Nunca vivi uma época como a que estamos a viver atualmente
Lembro-me
de na minha infância (ali por volta dos anos 70 até ao 25 de abril de
74) de a minha mãe nos exortar a comer mais pão nas refeições para
encher o estômago e assim enganá-lo devido ao “conduto” (expressão
popular que significava alimento posto no prato) não ser muito. Nesse
tempo, não havia jantar, comiam-se os restos do almoço, se os havia ou
comia-se sopa e pão com queijo. E isto era mesmo assim, só aos fins de
semana e feriados. A exceção era feita no Natal ou no Fim de Ano. Este
modus vivendi estendeu-se até aos anos 90, não tendo a “revolução de
abril” trazido alguma mudança nesse sentido. Nunca nos queixámos disso.
Sabíamos que havia casas (da nossa família) que tinham o hábito de fazer
jantar sempre. Também sabíamos que quem podia fazer isso tinha mais
dinheiro e por isso podia gastar mais.
As
mudanças que foram sendo feitas no fim do regime fascista e no
pós-revolução não tiveram grande impacto na minha família. Refiro-me aos
aumentos salariais, feitos gradualmente nos anos subsequentes à
revolução, bem como a atribuição dos subsídios de férias e de Natal.

..............................

_O que se pede_
a - Segundo o excerto, por que razão a mãe exortava os filhos a comer mais pão nas refeições? Responda em uma a três frases.
b - Reproduza do excerto o trecho que começa em "Nunca vivi uma" e segue até "podia gastar mais.".

_Material de origem_
..............................

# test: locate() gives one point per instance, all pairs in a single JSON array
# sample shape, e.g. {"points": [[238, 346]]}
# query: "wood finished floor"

..............................

_Resultados_
a - A mãe pedia-lhes que comessem mais pão para encher o estômago e assim enganá-lo. Fazia-o porque o “conduto”, ou seja, o alimento posto no prato, não era muito.

b -
Nunca vivi uma época como a que estamos a viver atualmente
Lembro-me
de na minha infância (ali por volta dos anos 70 até ao 25 de abril de
74) de a minha mãe nos exortar a comer mais pão nas refeições para
encher o estômago e assim enganá-lo devido ao “conduto” (expressão
popular que significava alimento posto no prato) não ser muito. Nesse
tempo, não havia jantar, comiam-se os restos do almoço, se os havia ou
comia-se sopa e pão com queijo. E isto era mesmo assim, só aos fins de
semana e feriados. A exceção era feita no Natal ou no Fim de Ano. Este
modus vivendi estendeu-se até aos anos 90, não tendo a “revolução de
abril” trazido alguma mudança nesse sentido. Nunca nos queixámos disso.
Sabíamos que havia casas (da nossa família) que tinham o hábito de fazer
jantar sempre. Também sabíamos que quem podia fazer isso tinha mais
dinheiro e por isso podia gastar mais.